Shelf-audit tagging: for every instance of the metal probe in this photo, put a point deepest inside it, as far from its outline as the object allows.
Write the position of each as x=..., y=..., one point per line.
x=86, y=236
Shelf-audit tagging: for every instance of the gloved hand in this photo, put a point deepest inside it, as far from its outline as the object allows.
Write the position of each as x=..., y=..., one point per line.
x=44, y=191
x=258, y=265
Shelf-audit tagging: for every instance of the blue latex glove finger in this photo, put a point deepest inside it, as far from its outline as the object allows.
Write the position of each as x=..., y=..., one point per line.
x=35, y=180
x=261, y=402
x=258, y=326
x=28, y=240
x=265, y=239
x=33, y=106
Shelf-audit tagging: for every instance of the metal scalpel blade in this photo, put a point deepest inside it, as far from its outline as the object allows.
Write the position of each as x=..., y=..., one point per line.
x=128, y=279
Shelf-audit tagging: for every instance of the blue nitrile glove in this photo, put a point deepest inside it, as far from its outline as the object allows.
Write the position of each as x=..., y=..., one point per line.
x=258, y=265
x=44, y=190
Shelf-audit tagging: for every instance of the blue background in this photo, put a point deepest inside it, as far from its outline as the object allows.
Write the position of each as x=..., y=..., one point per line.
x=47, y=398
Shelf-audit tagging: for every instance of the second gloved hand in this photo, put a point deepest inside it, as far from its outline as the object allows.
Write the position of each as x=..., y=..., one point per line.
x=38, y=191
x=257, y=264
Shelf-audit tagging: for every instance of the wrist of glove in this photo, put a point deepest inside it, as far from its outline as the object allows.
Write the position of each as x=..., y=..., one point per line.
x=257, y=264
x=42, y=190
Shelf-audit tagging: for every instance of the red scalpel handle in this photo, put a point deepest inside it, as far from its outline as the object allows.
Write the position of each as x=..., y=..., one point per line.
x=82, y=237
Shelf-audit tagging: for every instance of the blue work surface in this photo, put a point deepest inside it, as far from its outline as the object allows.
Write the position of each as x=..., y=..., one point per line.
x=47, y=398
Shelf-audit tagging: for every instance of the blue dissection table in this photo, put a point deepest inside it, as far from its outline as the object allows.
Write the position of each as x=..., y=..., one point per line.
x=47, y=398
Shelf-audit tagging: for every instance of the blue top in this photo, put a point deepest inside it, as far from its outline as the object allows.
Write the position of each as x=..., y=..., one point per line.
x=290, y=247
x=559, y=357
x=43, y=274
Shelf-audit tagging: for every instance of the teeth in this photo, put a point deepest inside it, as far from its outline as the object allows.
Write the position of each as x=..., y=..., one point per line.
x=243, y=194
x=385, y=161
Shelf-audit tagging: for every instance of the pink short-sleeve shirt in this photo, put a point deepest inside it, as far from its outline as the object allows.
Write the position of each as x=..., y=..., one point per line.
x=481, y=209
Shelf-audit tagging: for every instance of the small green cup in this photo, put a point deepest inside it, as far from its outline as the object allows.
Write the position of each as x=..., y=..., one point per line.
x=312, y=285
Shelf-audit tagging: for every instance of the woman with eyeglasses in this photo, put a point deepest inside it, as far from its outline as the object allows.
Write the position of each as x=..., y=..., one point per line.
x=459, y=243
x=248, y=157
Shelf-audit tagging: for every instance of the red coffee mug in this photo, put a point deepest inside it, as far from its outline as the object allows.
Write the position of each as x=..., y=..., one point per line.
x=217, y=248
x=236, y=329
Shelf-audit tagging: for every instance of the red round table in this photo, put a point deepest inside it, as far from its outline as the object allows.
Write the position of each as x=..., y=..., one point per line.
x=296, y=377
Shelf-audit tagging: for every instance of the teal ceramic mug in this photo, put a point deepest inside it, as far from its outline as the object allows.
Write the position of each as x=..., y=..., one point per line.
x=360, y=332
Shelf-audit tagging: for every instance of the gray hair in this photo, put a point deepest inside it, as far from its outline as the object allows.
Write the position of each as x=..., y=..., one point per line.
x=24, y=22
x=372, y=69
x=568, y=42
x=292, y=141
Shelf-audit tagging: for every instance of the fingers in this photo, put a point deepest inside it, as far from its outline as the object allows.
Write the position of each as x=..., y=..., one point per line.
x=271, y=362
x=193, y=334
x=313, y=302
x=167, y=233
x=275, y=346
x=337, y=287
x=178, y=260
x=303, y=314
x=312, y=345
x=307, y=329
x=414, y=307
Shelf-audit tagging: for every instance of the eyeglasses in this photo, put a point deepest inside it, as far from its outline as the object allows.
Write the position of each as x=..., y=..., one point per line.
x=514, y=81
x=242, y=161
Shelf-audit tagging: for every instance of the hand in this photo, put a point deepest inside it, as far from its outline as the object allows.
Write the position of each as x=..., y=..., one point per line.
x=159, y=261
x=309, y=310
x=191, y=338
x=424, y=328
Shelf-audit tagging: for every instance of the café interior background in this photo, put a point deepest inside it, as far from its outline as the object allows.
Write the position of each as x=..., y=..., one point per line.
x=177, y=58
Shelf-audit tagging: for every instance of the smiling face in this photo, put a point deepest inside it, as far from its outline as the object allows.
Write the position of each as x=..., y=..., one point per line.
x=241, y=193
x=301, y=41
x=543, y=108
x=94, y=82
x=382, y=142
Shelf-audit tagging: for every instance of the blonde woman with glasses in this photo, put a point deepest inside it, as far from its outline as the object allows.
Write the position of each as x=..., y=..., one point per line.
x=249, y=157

GIVEN PROBLEM » Can you reproduce every one of the records above with "Shelf-audit tagging" swapped for "Inventory labeling" and nothing else altered?

FINAL ANSWER »
Inventory labeling: for every instance of the metal probe in this photo, put a point deepest inside it, as far from its outline as the object allows.
Write the position of each as x=..., y=..., one point per line.
x=86, y=236
Inventory labeling: for every instance of the gloved hand in this photo, put a point deepest inside it, as far from its outline as the object allows.
Write the position of each as x=..., y=..., one point per line.
x=44, y=191
x=258, y=265
Inventory labeling: for every instance of the blue latex glove finger in this photo, put a point deepest inside it, as far from its outline as the object allows.
Write the position of each as x=..., y=..., one point per line.
x=35, y=180
x=261, y=402
x=258, y=326
x=28, y=240
x=265, y=239
x=33, y=106
Inventory labeling: for every instance of the metal scalpel blade in this photo, put a point deepest inside it, as far from its outline as the object allows.
Write the position of each as x=..., y=..., one point per line.
x=128, y=279
Inventory labeling: for every instance of the blue nitrile glove in this photo, put a point deepest inside it, as far from its outline as the object allows.
Write the position of each as x=..., y=..., one point per line.
x=258, y=265
x=44, y=190
Inventory labeling: for every instance of the blue background in this photo, put a point deepest inside it, as far from its outline as the object allows.
Write the position of each as x=..., y=..., one point per line.
x=47, y=398
Inventory labeling: for every instance of the second gloved hand in this photo, put a point deepest inside it, as far from its outline as the object allows.
Write the position of each as x=..., y=..., one point per line.
x=38, y=191
x=257, y=264
Inventory labeling: for every instance of the wrist of glove in this photo, put a point deepest inside it, as far from its outline as the object allows.
Write the position of each as x=..., y=..., one point per line.
x=257, y=264
x=42, y=190
Inventory labeling: for every instance of the red scalpel handle in this photo, put a point deepest inside it, as far from its outline as the object allows.
Write the position of each as x=..., y=..., one point per line.
x=82, y=237
Inventory labeling: for every instance of the blue work surface in this photo, put a point deepest inside it, as far from its outline as the object allows.
Write the position of each as x=..., y=..., one point per line.
x=47, y=398
Inventory labeling: for every instance of the blue dissection table in this photo, put a point deepest inside it, as far from its outline as the object allows.
Write the position of each as x=..., y=..., one point per line.
x=47, y=398
Inventory labeling: for every instance of the blue top in this photo, put a point deepest inside it, as far from its outline as the object allows.
Write the position of each as x=..., y=..., one point per line.
x=290, y=247
x=559, y=357
x=43, y=274
Inventory labeling: for every instance of the teeth in this photo, put a point deepest inside it, as far from its outline as the object allows.
Write the position of each as x=..., y=..., one point per line.
x=243, y=194
x=385, y=161
Inventory labeling: for every instance of the pink short-sleeve shirt in this photo, put a point deepest inside it, as far from its outline as the object allows.
Write the position of each as x=..., y=..., one point per line.
x=481, y=209
Inventory labeling: for every instance of the small green cup in this photo, put a point deepest inside it, as far from its outline as the object allows.
Write the position of each as x=..., y=..., one point per line.
x=312, y=285
Inventory labeling: for every instance of the woman with eyeglasses in this photo, put a point deepest inside it, as far from its outline as the object allows.
Write the position of each as x=..., y=..., one point per line.
x=459, y=243
x=248, y=157
Inventory labeling: for every instance of the red coffee mug in this photo, put a point deepest inside it, as far from its outline as the object allows.
Write the position of each as x=..., y=..., one point per line.
x=217, y=248
x=236, y=329
Inventory labeling: for every instance of the red round table in this photo, put a point deepest inside it, as far from its outline as the object allows.
Write the position of each as x=..., y=..., one point per line.
x=296, y=377
Inventory labeling: for every instance of the teal ceramic mug in this photo, put a point deepest inside it, as far from its outline as the object allows.
Write the position of each as x=..., y=..., one point per line.
x=360, y=332
Inventory labeling: for every instance of the gray hair in this photo, put a point deepest inside it, as far from its outline as the object allows.
Write the position of each as x=..., y=..., one point per line.
x=24, y=22
x=372, y=69
x=568, y=42
x=292, y=141
Inventory labeling: for every instance of the fingers in this photo, put a point deepest inside it, as far from its outline as the object allows.
Write the position of each as x=..., y=..., one point per line.
x=271, y=362
x=193, y=334
x=313, y=302
x=167, y=233
x=275, y=346
x=337, y=287
x=178, y=260
x=303, y=314
x=312, y=345
x=307, y=329
x=414, y=307
Inventory labeling: for every instance of the eyeglasses in this photo, put a point deepest inside it, as far from its outline as the object allows.
Write the position of each as x=..., y=..., one point per line.
x=514, y=81
x=242, y=161
Inventory labeling: for every instance of the hand in this photo, put a point deepest inside it, as far from its outline as the object allows.
Write the position of each as x=..., y=..., one point per line.
x=159, y=261
x=309, y=310
x=191, y=338
x=424, y=328
Inventory labeling: for every instance of the café interior background in this photo, put a point deepest inside it, as far from its outline as the object allows.
Write the position of each as x=..., y=..., one point per line.
x=177, y=58
Inventory labeling: for every instance of the smiling face in this photo, put a point deepest inside it, as far from its outline as the object allows.
Write the position of each as x=..., y=..., one point per line.
x=241, y=193
x=301, y=41
x=543, y=108
x=94, y=82
x=382, y=142
Inventory labeling: for every instance of the blonde woman with glasses in this photo, put a point deepest inside it, as far from its outline as the object allows.
Write the position of each as x=..., y=..., one point per line.
x=249, y=157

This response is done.